*Material to process*.
────────────────

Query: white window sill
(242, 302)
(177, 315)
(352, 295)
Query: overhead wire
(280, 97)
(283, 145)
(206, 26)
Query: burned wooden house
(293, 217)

────────────────

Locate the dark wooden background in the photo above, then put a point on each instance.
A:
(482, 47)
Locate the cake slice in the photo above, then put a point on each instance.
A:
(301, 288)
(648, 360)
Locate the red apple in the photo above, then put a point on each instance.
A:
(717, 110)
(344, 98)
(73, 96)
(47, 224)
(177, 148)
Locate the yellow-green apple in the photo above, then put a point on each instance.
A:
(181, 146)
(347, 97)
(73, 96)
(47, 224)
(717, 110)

────────────────

*Problem to work on*.
Pull out every line in the listing above that contains the word "then", and copy each one in full.

*Correct result*.
Locate the dark wooden background in the photo above, then put a point on each instance.
Locate the cake slice in the photo above, then put a point on each instance.
Locate the red apple in the photo above, then put a point on each instance.
Locate the yellow-green apple in the photo above, then put a point on each instance.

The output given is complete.